> [Questions]:
**1)** Answer these questions about the Minnesota news roundup.
(a) What storm totals is the National Weather Service predicting?
(b) Who is the House Minority Leader?
(c) What percentage of the children contacted as adults were free of psychiatric disorders?
**2)** Rewrite the part of the Minnesota news roundup starting at "For children with" and ending at "patients into adulthood.", switching "adulthood" to "adult life".

Minnesota News Roundup: Round one of storm today, Round two overnight into tomorrowMinnesota News
-- Another winter storm is moving into central and southern Minnesota, and forecasters say it will pack a one-two punch.
Another winter storm is moving into central and southern Minnesota, and forecasters say it will pack a one-two punch. First this (Mon) morning through early this afternoon, with periods of snowfall and the possibility of freezing drizzle. Then tonight (Mon) and into tomorrow (Tue) morning, with heavy snow at times, along with 10 to 20 mph. winds that could result in blowing and drifting. The National Weather Service is predicting storm totals of seven to 11 inches by the time the winter storm warning ends tomorrow (Tue) at 6 p.m. Areas south and southeast of the Twin Cities could see nearly 15 inches.
The DFL-controlled Minnesota House is set to vote later today (3pm. start) on a "Health Insurance Exchange" that would dovetail with President Obama's Affordable Care Act. House Majority Leader Erin Murphy says the Health Insurance Marketplace will give more Minnesotans access to coverage--especially small business owners and individuals. But House Minority Leader Kurt Daudt says Republicans have tried in committee to fix problems with the bill and not one substantive Republican amendment has been included yet. Republicans warn the bill moves toward single-payer health insurance in Minnesota and they want a market-driven system.
For children with attention-deficit hyperactivity disorder (ADHD), the first large, population-based study has found that ADHD doesn't go away and that psychiatric disorders can often develop in adulthood. Researcher Dr. William Barbaresi started the study at the Mayo Clinic in Rochester and says only 37-and-a-half percent of the children they contacted as adults were free of psychiatric disorders. Barbaresi says the sobering statistics speak to the need to greatly improve the long-term treatment of children with ADHD and provide a mechanism for treating them as adults. Mayo researchers call the study unique because it followed such a large group of patients into adulthood.

> [Data listing]:
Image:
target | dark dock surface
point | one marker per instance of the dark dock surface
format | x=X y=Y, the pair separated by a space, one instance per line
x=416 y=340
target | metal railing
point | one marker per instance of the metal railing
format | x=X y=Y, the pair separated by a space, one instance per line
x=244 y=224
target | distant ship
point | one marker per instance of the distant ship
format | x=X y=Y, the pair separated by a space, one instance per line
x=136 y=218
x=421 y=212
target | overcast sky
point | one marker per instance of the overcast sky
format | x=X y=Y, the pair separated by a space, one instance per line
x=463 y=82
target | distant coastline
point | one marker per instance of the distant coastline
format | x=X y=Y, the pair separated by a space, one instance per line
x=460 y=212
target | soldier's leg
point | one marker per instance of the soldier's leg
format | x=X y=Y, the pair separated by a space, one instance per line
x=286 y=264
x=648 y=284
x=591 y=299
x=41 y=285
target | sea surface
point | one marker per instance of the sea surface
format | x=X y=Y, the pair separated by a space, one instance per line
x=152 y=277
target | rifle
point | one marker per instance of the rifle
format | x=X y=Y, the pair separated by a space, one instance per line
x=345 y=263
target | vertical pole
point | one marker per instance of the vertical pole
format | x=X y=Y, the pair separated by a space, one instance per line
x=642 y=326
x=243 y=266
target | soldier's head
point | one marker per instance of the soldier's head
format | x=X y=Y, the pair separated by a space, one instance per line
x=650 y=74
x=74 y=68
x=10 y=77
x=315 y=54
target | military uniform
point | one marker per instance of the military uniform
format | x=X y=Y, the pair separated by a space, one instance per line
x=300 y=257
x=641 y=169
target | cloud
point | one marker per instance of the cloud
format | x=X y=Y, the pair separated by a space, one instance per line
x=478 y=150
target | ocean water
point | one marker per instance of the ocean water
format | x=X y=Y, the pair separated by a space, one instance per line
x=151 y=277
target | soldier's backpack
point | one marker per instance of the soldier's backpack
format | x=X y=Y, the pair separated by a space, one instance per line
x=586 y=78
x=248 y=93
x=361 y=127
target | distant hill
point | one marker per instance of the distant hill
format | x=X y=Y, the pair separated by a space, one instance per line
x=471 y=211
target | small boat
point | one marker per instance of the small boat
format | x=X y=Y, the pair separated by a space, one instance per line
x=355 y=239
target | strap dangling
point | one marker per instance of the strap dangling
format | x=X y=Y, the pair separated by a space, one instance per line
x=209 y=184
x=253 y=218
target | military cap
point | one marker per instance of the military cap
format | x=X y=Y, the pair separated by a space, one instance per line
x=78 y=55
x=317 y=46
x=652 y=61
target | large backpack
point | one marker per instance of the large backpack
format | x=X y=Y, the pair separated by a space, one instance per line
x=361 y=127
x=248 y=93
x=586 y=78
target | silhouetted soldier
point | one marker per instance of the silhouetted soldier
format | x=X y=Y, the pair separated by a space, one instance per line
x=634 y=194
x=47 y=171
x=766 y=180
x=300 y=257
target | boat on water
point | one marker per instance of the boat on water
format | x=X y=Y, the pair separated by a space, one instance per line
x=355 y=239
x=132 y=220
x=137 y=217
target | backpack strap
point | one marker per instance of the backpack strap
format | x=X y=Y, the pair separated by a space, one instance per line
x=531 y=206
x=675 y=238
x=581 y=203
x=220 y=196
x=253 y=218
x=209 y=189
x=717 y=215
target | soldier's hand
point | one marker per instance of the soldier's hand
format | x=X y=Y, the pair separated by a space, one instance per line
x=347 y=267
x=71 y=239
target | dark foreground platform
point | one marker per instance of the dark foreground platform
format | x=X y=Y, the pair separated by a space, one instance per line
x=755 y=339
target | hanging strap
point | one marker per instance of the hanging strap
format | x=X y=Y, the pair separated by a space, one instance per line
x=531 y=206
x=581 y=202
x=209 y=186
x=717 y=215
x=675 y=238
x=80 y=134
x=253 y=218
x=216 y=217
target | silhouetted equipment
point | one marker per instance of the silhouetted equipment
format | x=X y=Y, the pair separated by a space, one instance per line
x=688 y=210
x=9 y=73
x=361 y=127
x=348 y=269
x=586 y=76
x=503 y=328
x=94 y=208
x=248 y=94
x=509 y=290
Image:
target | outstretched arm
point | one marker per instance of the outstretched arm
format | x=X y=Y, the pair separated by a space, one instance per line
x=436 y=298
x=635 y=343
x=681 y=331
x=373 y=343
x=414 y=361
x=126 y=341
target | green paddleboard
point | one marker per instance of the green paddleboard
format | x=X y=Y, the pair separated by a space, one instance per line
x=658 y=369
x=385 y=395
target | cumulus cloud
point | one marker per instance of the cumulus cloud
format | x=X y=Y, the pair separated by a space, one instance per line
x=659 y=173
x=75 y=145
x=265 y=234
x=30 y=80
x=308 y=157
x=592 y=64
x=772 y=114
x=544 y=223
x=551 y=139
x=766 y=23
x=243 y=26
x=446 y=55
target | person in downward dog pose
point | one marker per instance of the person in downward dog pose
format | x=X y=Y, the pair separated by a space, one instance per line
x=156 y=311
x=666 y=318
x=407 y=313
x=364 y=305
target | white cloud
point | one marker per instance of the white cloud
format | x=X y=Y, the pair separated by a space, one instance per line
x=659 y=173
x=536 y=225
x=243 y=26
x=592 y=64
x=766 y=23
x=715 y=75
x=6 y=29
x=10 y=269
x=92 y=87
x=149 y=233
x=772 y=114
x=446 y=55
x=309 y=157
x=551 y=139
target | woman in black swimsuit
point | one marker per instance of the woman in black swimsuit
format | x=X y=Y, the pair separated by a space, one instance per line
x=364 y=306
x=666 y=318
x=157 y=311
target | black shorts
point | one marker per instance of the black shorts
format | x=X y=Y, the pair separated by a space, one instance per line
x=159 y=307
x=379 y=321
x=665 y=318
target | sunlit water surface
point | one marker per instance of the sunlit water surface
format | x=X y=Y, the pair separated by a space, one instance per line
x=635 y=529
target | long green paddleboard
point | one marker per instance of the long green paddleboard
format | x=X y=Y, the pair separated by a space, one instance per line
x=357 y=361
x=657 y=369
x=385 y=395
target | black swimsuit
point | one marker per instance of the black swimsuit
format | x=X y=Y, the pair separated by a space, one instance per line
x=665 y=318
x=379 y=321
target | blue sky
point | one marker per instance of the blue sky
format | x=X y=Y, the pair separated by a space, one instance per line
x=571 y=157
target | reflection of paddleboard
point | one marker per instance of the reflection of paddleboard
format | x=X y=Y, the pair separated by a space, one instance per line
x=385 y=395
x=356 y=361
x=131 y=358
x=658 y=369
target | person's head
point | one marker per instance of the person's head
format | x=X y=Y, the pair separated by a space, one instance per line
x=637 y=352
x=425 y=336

> [Answers given]:
**1)**
(a) Seven to 11 inches
(b) Kurt Daudt
(c) 37-and-a-half percent

**2)**
For children with attention-deficit hyperactivity disorder (ADHD), the first large, population-based study has found that ADHD doesn't go away and that psychiatric disorders can often develop in adult life. Researcher Dr. William Barbaresi started the study at the Mayo Clinic in Rochester and says only 37-and-a-half percent of the children they contacted as adults were free of psychiatric disorders. Barbaresi says the sobering statistics speak to the need to greatly improve the long-term treatment of children with ADHD and provide a mechanism for treating them as adults. Mayo researchers call the study unique because it followed such a large group of patients into adult life.